Lesson 2: Introducing Proportional Relationships with Tables
Let’s solve problems involving proportional relationships using tables.
Illustrative Math Unit 7.2, Lesson 2 (printable worksheets)
Lesson 2 Summary
The following diagram shows how to use a table to reason about two quantities that are in a proportional relationship and understand the terms proportional relationship and constant of proportionality.
Lesson 2.1 Notice and Wonder: Paper Towels by the Case
Here is a table that shows how many rolls of paper towels a store receives when they order different numbers of cases.
What do you notice about the table? What do you wonder?
Lesson 2.2 Feeding a Crowd
- A recipe says that 2 cups of dry rice will serve 6 people. Complete the table as you answer the questions. Be prepared to explain your reasoning.
a. How many people will 10 cups of rice serve?
b. How many cups of rice are needed to serve 45 people?

__Aim__:
Carry on the lesson about proportional relationships with tables, picking up right after its last line.

__Dataset excerpts__:
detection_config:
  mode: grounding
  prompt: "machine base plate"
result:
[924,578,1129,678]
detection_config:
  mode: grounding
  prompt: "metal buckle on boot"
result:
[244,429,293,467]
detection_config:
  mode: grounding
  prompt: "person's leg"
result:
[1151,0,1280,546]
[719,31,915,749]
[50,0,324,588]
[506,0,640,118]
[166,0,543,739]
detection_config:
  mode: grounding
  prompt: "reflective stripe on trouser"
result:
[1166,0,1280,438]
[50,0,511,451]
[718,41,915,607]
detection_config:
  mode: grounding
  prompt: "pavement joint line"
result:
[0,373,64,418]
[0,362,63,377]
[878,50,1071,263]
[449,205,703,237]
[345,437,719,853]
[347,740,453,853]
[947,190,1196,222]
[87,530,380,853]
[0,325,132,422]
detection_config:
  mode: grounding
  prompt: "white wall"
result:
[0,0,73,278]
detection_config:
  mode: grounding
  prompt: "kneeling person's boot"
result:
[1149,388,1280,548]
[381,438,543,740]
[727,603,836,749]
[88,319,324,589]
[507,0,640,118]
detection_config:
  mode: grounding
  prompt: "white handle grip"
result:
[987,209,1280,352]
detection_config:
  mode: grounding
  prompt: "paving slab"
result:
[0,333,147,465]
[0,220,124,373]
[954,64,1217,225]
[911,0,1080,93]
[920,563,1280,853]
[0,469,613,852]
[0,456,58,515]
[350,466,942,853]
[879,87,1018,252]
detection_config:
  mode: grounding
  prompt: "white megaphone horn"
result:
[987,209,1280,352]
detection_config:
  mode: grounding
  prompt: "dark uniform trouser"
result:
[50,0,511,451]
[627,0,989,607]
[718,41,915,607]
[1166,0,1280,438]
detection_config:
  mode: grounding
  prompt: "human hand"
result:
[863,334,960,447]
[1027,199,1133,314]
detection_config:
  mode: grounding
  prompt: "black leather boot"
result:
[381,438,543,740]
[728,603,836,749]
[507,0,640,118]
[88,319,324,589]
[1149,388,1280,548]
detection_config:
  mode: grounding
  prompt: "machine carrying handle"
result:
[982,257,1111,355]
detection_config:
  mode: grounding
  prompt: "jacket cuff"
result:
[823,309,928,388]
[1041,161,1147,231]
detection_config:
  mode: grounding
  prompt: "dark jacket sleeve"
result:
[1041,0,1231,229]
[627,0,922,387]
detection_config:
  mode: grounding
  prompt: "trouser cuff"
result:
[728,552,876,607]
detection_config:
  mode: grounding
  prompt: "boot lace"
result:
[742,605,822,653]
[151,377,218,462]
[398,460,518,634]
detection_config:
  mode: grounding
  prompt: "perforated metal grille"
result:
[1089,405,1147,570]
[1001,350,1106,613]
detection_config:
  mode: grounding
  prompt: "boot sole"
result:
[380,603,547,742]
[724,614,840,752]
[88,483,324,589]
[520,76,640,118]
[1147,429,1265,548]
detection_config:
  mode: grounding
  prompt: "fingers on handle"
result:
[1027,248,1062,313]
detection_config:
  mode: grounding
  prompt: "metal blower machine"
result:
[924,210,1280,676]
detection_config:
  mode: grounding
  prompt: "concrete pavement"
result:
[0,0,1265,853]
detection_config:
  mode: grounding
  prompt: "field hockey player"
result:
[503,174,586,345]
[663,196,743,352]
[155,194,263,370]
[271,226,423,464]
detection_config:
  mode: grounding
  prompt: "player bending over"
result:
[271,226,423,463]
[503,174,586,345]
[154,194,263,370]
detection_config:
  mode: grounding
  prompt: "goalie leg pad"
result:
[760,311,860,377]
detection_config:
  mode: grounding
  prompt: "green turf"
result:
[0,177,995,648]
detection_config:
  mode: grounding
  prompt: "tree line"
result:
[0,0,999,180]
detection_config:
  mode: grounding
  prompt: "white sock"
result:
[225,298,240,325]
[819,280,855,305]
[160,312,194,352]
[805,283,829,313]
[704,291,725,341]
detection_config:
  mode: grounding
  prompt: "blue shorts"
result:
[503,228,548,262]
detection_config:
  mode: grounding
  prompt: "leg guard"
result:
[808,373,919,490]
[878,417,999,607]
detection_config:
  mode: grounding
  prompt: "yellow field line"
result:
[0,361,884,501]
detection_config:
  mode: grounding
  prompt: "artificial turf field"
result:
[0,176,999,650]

__Exercise output__:
Lesson 2.3 Making Bread Dough
A bakery uses 8 tablespoons of honey for every 10 cups of flour to make bread dough. Some days they bake bigger batches and some days they bake smaller batches, but they always use the same ratio of honey to flour. Complete the table as you answer the questions. Be prepared to explain your reasoning.
- How many cups of flour do they use with 20 tablespoons of honey?
- How many cups of flour do they use with 13 tablespoons of honey?
- How many tablespoons of honey do they use with 20 cups of flour?
- What is the proportional relationship represented by this table?
Lesson 2.4 Quarters and Dimes
4 quarters are equal in value to 10 dimes.
- How many dimes equal the value of 6 quarters?
- How many dimes equal the value of 14 quarters?
- What value belongs next to the 1 in the table? What does it mean in this context?
Are you ready for more?
Pennies made before 1982 are 95% copper and weigh about 3.11 grams each. (Pennies made after that date are primarily made of zinc). Some people claim that the value of the copper in one of these pennies is greater than the face value of the penny. Find out how much copper is worth right now, and decide if this claim is true.
If we take the copper price to be $3.5170 per pound.
95% · 3.11 g = 2.9545 g = 0.0065136 pounds
The copper in the penny is now worth $3.5170 · 0.0065136 = $0.022908 which is more than than the face value of $0.01
constant of proportionality
In a proportional relationship, the values for one quantity are each multiplied by the same number to get the values for the other quantity. This number is called the constant of proportionality.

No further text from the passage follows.